*Reading passage*
-- Opening Marker --

GRDG Sciences, LLC. Receives Notice of Issuance for 3FDB Patent

WINTER HAVEN, Fla., June 15, 2021 /PRNewswire/ — Global Research & Discovery Group Sciences, LLC ("GRDG"), a private research and development organization announced today that they received notice of issuance (US 10,966,424) from the U.S. Patent and Trademark Office ("USPTO") for 3FDB ("DEET Booster"). A Functional Fragrance Formulation (3F) technology that increases the effectiveness of current mosquito repellants through a delightfully fragrant compound derived from botanical oils.

3FDB is an efficacy booster for existing mosquito repellants such as DEET, Picaridin, and IR3535, among others. The booster incapacitates two of the three receptors that mosquitos use to find sources of nutrition, in this case, that source is humans.

"While existing mosquito repellants target only the gustatory receptors in insects, 3FDB uses a multiple receptor approach by targeting ionotropic, gustatory and olfactory receptors in insects to provide a synergistic action to repel insects as well as inhibit the ability of insects to detect and seek prey," says Daryl Thompson, Director of Scientific Initiatives, and founder of advanced research company GRDG Sciences, LLC ("GRDG").

While 3FDB has far-reaching applications for everyday life, the most important application could be saving lives. According to the National Institutes of Health, mosquitos are responsible for more than a million deaths each year because they can host a variety of diseases including malaria, dengue, West Nile yellow fever, Zika, chikungunya, and lymphatic filariasis.

GRDG Sciences Chief Scientific Advisor Dr. Roscoe M. Moore, Jr., United States Assistant Surgeon General (Retired) and former Epidemic Intelligence Service (EIS) Officer at U.S. Centers for Disease Control and Prevention said, "That this patent could pave the way for increased protection from mosquito-borne diseases around the world."

The desire to save lives was the impetus that led GRDG Sciences to seek a solution to this global health problem. The Florida team found it right in their own back yard.

How It Was Discovered
GRDG Sciences found its solution to minimizing mosquito bites in orchids — especially the elusive and legendary Ghost Orchid — found only in the wild in Cuba and the Florida Everglades.

"We looked at over 300 rare orchids from around the world — from Borneo to the Congo to South and Central America — as well as our own Florida Everglades," said Thompson. "We observed that while the mosquitos were plentiful in those environments, none of the males were ever attracted to or pollinating the orchids. The orchids were basically invisible to the mosquitos."

The team theorized that the orchids were producing a chemical that inhibited the mosquitos’ ability to find them. Through testing and research, the team identified the chemical compounds then worked backwards to find a way to isolate and reproduce them.

-- Closing Marker --

*The problem*
From the press release about the 3FDB patent, output the passage between "The team theorized" and "and reproduce them.", inclusive. The lines that come after this text are not needed for anything here.

*Data extract*
-- Opening Marker --

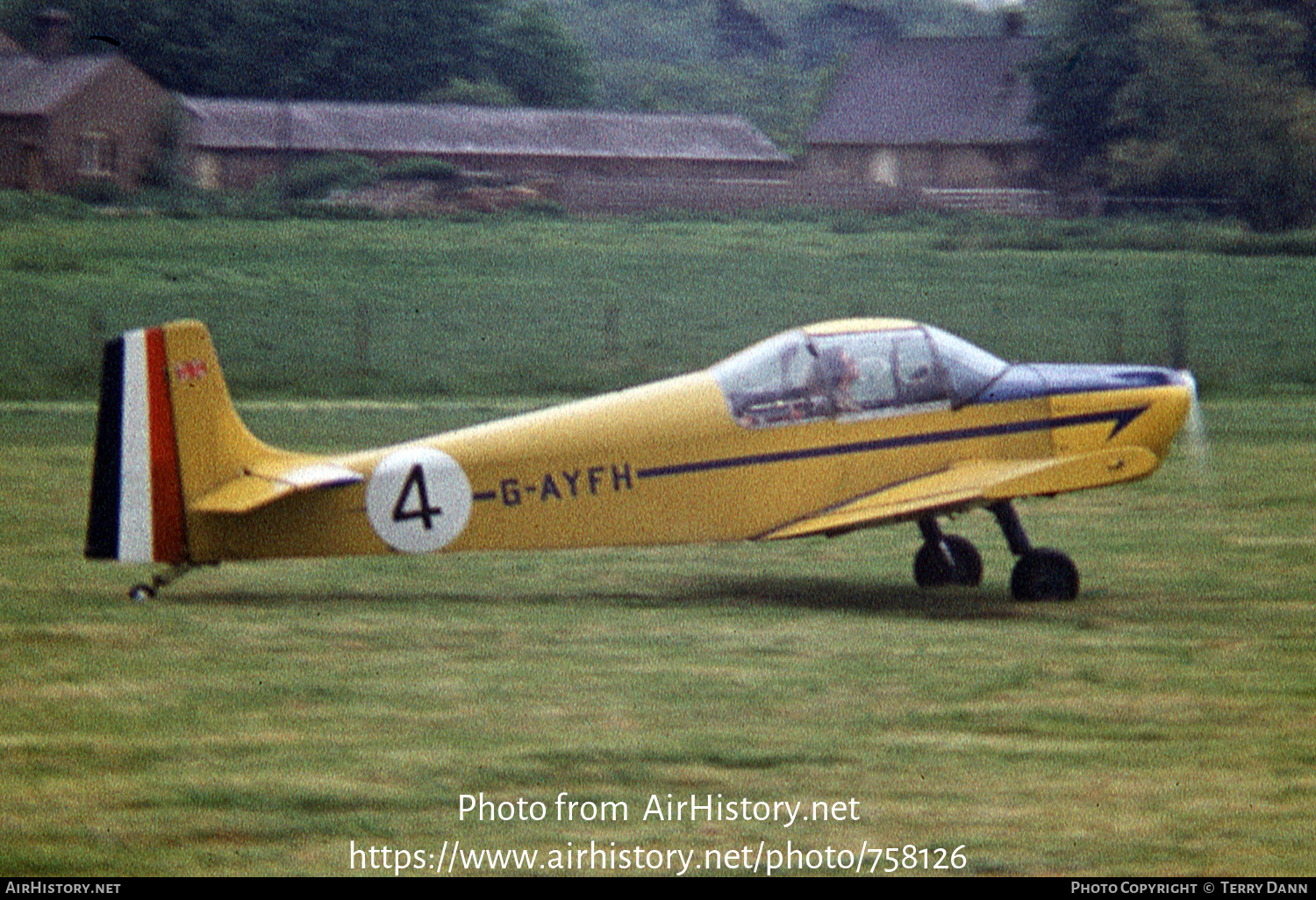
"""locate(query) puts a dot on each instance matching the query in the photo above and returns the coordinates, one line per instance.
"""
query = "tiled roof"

-- Closing Marker --

*Your solution*
The team theorized that the orchids were producing a chemical that inhibited the mosquitos’ ability to find them. Through testing and research, the team identified the chemical compounds then worked backwards to find a way to isolate and reproduce them.